Write the records out again, keeping each line exactly as it is.

⁂

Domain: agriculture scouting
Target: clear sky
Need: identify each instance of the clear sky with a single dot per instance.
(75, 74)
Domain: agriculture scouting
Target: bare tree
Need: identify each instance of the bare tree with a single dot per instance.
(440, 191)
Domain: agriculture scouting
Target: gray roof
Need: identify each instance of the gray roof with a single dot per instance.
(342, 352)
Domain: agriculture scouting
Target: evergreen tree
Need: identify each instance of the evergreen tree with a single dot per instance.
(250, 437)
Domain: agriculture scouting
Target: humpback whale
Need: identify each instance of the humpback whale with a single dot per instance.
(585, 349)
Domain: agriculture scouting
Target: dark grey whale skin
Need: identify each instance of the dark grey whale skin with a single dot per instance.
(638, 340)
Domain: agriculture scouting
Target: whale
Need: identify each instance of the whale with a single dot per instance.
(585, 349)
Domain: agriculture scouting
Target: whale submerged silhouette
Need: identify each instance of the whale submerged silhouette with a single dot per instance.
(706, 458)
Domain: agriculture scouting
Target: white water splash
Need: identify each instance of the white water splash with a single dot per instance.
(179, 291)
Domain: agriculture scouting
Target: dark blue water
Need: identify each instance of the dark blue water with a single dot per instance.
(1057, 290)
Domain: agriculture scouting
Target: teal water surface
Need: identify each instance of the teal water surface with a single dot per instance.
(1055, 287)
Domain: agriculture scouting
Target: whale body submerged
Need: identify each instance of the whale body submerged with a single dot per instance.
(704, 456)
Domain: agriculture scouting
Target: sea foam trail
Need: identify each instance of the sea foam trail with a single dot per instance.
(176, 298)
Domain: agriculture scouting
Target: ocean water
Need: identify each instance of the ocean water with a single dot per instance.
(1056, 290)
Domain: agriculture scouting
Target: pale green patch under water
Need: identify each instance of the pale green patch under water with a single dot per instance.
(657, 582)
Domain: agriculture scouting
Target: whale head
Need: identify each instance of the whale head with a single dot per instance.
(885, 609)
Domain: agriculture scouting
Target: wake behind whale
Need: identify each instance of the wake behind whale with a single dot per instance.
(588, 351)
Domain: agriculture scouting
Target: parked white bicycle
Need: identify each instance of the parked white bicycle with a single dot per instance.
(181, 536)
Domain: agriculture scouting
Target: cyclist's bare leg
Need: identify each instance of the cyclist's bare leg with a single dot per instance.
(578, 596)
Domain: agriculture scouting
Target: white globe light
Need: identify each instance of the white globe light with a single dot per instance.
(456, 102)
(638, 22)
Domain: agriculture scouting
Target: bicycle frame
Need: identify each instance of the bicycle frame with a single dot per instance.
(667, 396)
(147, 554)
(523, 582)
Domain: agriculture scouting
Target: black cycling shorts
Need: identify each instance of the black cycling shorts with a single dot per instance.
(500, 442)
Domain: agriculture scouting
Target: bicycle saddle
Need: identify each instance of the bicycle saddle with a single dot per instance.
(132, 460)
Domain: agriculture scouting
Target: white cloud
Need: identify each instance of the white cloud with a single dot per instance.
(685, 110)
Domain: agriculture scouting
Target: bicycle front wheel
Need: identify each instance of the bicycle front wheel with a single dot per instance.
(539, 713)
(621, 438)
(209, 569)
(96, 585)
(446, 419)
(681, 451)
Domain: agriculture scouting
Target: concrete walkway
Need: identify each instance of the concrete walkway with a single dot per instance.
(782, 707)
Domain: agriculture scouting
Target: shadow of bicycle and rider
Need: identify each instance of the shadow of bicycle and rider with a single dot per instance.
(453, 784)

⁂

Correct answer.
Domain: agriculture scouting
Target: clear sky
Need: identify each instance of the clear sky with a single dot per instance.
(75, 74)
Domain: agriculture scouting
Target: bare tree
Need: identify each instance of the bare tree with a single dot per instance.
(440, 191)
Domain: agriculture scouting
Target: gray roof
Need: identify each instance of the gray roof with a single dot per instance.
(342, 352)
Domain: agriculture scouting
Target: evergreen tree
Need: identify each instance of the evergreen tree with a single dot per instance.
(250, 437)
Domain: agriculture scouting
Target: humpback whale
Need: identify each instance of the humpback whale with a single dot per instance.
(585, 349)
Domain: agriculture scouting
Target: dark grey whale skin
Need: identify each instance of the dark grey whale skin with a single dot per instance.
(638, 340)
Domain: agriculture scouting
Target: whale
Need: identify each instance of the whale with a single dot per instance.
(585, 349)
Domain: agriculture scouting
Target: whale submerged silhouette
Need: identify each instance of the whale submerged silhouette with a single dot per instance.
(706, 458)
Domain: agriculture scouting
Target: white water splash
Need: identify each instance of the white water splash with a single dot per instance.
(179, 291)
Domain: agriculture scouting
Target: dark blue water
Need: identify each instance of the dark blue water with a single dot per instance.
(1057, 290)
Domain: agriculture scouting
Target: teal water surface
Need: identify each instance of the teal water surface with a single dot per instance.
(1055, 287)
Domain: agriculture scouting
Target: whale body submerged
Need: identify each instance of the whale body submerged with a single dot per instance.
(704, 456)
Domain: agriculture scouting
Target: sea foam trail
Need: identify each instance of the sea foam trail with a single dot per instance.
(176, 298)
Domain: agriculture scouting
Target: ocean water
Need: identify each instance of the ocean water with a single dot per instance.
(1056, 290)
Domain: agriculture scouting
Target: pale green patch under water
Need: identify each instance of the pale green patch under water with a single dot per instance.
(657, 582)
Domain: agriculture scouting
Target: whale head
Need: identify each instance of the whale head with a single dot per instance.
(885, 609)
Domain: agriculture scouting
Target: wake behind whale
Need: identify each instance of the wake behind whale with a single dot per instance.
(588, 351)
Domain: agriculture scouting
Target: parked white bicycle
Need: identify each instance of the parked white bicycle with a single dot per instance.
(181, 536)
Domain: agriculture scouting
Target: cyclist's bare leg
Need: identify each instance of the cyclist's bare leg with a single dot per instance.
(578, 596)
Domain: agriculture scouting
Target: white globe light
Need: identify each instance of the white globe light with a single dot per instance.
(456, 102)
(638, 22)
Domain: agriculture scouting
Target: bicycle frame
Need: identify each instance of the bicycle frame with a single dot per instance.
(667, 396)
(147, 554)
(523, 582)
Domain: agriculture scouting
Target: black cycling shorts
Need: identify each instance of the black cycling shorts with a single dot per instance.
(500, 442)
Domain: agriculture scouting
Target: bicycle saddle
Need: identify each instance of the bicycle saddle with a single dot per instance.
(132, 460)
Domain: agriculture scouting
Target: white cloud
Need: identify each instance of the white cloud with a single dot per instance.
(685, 110)
Domain: agriculture scouting
Target: bicycle front wheel
Need: identify each instance of the bicycle front wheel with a single dot per instance.
(539, 713)
(621, 438)
(209, 569)
(96, 585)
(446, 419)
(681, 451)
Domain: agriculture scouting
Target: concrete walkway
Need: identify each instance of the concrete walkway with a single dot per instance.
(782, 707)
Domain: agriculture scouting
Target: shadow of bicycle and rider
Need: identify each instance of the shadow of bicycle and rider with a single dot per instance.
(453, 784)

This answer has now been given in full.